### Compito A
Riscrivi per favore il passo dell'estratto sul glaucoma normotensivo che parte dalle parole "Glaucoma normotensivo, cosa" e si ferma dopo "nel sesso femminile.", mettendo "ipertensione" al posto di "ipertono".
### Compito B
Secondo l'estratto sul glaucoma normotensivo, presso quale ospedale lavora Arcangelo Menna?

Glaucoma normotensivo, cosa fare?
«Il glaucoma normotensivo è una particolare forma clinica caratterizzata da danni morfo-funzionali glaucomatosi in assenza di ipertono oculare. La fisiopatologia del danno non è nota e include: disregolazione vascolare, alterata secrezione del fluido cerebrospinale e maggiore suscettibilità al tono; associazione con la demenza senile in base a due geni coinvolti in entrambe le patologie – OPTN e TBK1», ha spiegato Arcangelo Menna, medico chirurgo oculista presso l’Ospedale SS Annunziata di Napoli.
Il danno è dato dall’aumento del tono che può avere cause vascolari, tossicità da glutammato, disfunzione mitocondriale e stress ossidativo.
Il glaucoma normotensivo è una forma clinica che produce danni tipici del glaucoma anche in assenza di ipertono vascolare. «Da noi è meno frequente rispetto al Giappone e comunque maggiormente diffuso nel sesso femminile.

### Dati disponibili
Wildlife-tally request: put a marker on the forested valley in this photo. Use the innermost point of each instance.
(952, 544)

### Risultato esercizio A
Glaucoma normotensivo, cosa fare?
«Il glaucoma normotensivo è una particolare forma clinica caratterizzata da danni morfo-funzionali glaucomatosi in assenza di ipertensione oculare. La fisiopatologia del danno non è nota e include: disregolazione vascolare, alterata secrezione del fluido cerebrospinale e maggiore suscettibilità al tono; associazione con la demenza senile in base a due geni coinvolti in entrambe le patologie – OPTN e TBK1», ha spiegato Arcangelo Menna, medico chirurgo oculista presso l’Ospedale SS Annunziata di Napoli.
Il danno è dato dall’aumento del tono che può avere cause vascolari, tossicità da glutammato, disfunzione mitocondriale e stress ossidativo.
Il glaucoma normotensivo è una forma clinica che produce danni tipici del glaucoma anche in assenza di ipertensione vascolare. «Da noi è meno frequente rispetto al Giappone e comunque maggiormente diffuso nel sesso femminile.

### Risultato esercizio B
Presso l'Ospedale SS Annunziata di Napoli.